● **EXTRACT TO READ**:
════════════════
Welcome to Segpy's documentation!
Introduction
Segpy is a streamlined, user-friendly pipeline designed for variant segregation analysis, allowing investigators to compute allelic counts at variant sites across study subjects. The pipeline can be applied to both pedigree-based family cohorts — those involving single or multi-family trios, quartets, or extended families — and population-based case-control cohorts. Considering the scale of modern datasets and the computational power required for their analysis, the Segpy pipeline was designed for seamless integration with the user's high-performance computing (HPC) clusters using the SLURM Workload Manager (Segpy SLURM); however, users may also run the pipleine directly from their Linux workstation or any PC with Bash and Singularity installed (Segpy Local).
As input, users must provide a single VCF file describing the genetic variants of all study subjects and a pedigree file describing the familial relationships among those individuals (if applicable) and their disease status. As output, Segpy computes variant carrier counts for affected and unaffected individuals, both within and outside of families, by categorizing wild-type individuals, heterozygous carriers, and homozygous carriers at specific loci. These counts are organized into a comprehensive data frame, with each row representing a single variant and labeled with the Sample IDs of the corresponding carriers to facilitate donwstream analysis.
════════════════
● **EXTRACTED RECORDS**:
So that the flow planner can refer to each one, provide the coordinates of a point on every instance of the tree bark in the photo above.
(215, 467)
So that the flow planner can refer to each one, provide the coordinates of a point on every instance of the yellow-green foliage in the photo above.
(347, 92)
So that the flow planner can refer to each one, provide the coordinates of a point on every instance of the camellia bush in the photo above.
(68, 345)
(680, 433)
════════════════
● **WORK TO COMPLETE**:
1. List every category the Segpy documentation says individuals are sorted into at specific loci when carrier counts are computed.
2. Rewrite the stretch of the Segpy documentation from "Welcome to Segpy's" through "installed (Segpy Local).", renaming "Segpy" to "SegPy" everywhere it occurs.
3. Carry the Segpy documentation forward from its final sentence.
The records come from a separate source, unrelated to the Segpy documentation.

● **ANSWERS TO THIS EXERCISE**:
1.
- Wild-type individuals
- Heterozygous carriers
- Homozygous carriers

2.
Welcome to SegPy's documentation!
Introduction
SegPy is a streamlined, user-friendly pipeline designed for variant segregation analysis, allowing investigators to compute allelic counts at variant sites across study subjects. The pipeline can be applied to both pedigree-based family cohorts — those involving single or multi-family trios, quartets, or extended families — and population-based case-control cohorts. Considering the scale of modern datasets and the computational power required for their analysis, the SegPy pipeline was designed for seamless integration with the user's high-performance computing (HPC) clusters using the SLURM Workload Manager (SegPy SLURM); however, users may also run the pipleine directly from their Linux workstation or any PC with Bash and Singularity installed (SegPy Local).

3.
To meet the requirements of various study designs, Segpy integrates the ability to analyze pedigree-based and population-based datasets by providing three distinct, yet highly comparable analysis tracks:
1) Single-family
2) Multi-family
3) Case-control
We provide comprehensive tutorials for running these analysis tracks in subsequent sections of this documentation.
Each analysis tracks consists of four dstinct steps shown in Figure 1. In brief, Step 0 establishes a working directory for the analyis and deposits a modifiable text file to adjust the analytical parameters. In Step 1, the user-provided VCF file is converted to the Hail MatrixTable format. In Step 2, variant segregation is performed based on the sample information defined in the user-provided pedigree file using the MatrixTable. In Step 3, the carrier counts data frame produced in Step 2 is parsed based on user specifications to reduce the computational burden of downstream analyses.
Figure 1. Segpy pipeline workflow.
A containerized version of the Segpy pipeline is publicly available from Zenodo, which includes the code, libraries, and dependicies required for running the analyses.
In this documentation, we provide a step-by-step tutorial and explanation of the Segpy pipeline. We also provide a quick-start tutorial using a simulated dataset.